Detalles del problema:
Continúa el fragmento sobre los entrenadores-formadores del rugby argentino a partir de su última oración.
====== Fragmento del documento ======
De ese cuadro de honor de entrenadores-formadores que marcaron a fuego el rugby argentino prácticamente desde la década de los cincuentas hasta fines del siglo pasado también forman parte maestros vivientes, como José Luis Imhoff, José Javier “Tito” Fernández, Héctor “Pipo” Méndez, Luis Gradin, Emilio Perasso, Luis “Caña” Varela y Marcos Ocampo, hijo de “Catamarca” y de quien, de algún modo y junto a su padre, Sanz tomó más conceptos en su vida rugbística. El Ruso fue un discípulo de ambos y lo manifestaba con orgullo.
====== Extracto de datos ======
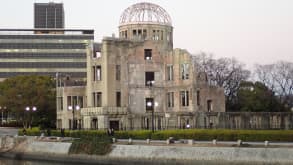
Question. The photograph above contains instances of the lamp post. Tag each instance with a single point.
(28, 109)
(73, 109)
(2, 109)
(150, 104)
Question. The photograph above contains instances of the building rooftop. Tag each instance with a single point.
(145, 13)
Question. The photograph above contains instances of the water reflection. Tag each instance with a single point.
(26, 162)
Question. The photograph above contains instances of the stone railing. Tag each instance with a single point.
(104, 111)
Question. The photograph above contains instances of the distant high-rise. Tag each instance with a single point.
(49, 15)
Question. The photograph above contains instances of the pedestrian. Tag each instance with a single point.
(109, 132)
(62, 132)
(112, 132)
(24, 131)
(49, 132)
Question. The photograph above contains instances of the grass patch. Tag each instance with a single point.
(97, 145)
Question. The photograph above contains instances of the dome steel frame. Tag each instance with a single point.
(146, 13)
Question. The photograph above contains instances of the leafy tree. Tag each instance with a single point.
(223, 72)
(18, 92)
(279, 78)
(256, 97)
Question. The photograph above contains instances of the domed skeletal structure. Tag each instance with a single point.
(145, 13)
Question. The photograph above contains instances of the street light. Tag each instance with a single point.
(73, 108)
(2, 109)
(28, 109)
(150, 103)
======
Respuesta escrita:
Al igual que varios de ellos, Sanz vivió el doble rol de jugador y entrenador de los Pumas. Como deportista llegó al seleccionado en 1973 desde Regatas Bella Vista, su club de inicio, en el cual fue capitán en la campaña del ascenso de 1969. En Buenos Aires Cricket & Rugby, el club que lo cobijó y que era su casa cuando se marchó de Bella Vista, inició su función de entrenador. Junto a otro Puma, Tommy Harris Smith, dirigió al equipo que logró el ascenso en 1987. Ese mismo año recibió el cap de uno de los clubes fundadores de la UAR. También preparó a los Pumitas –con dos Pumas, José “Coco” Benzi y Daniel “Banana” Baetti– y fue secretario de la UAR cuando los Pumas consiguieron el Bronce en el Mundial Francia 2007.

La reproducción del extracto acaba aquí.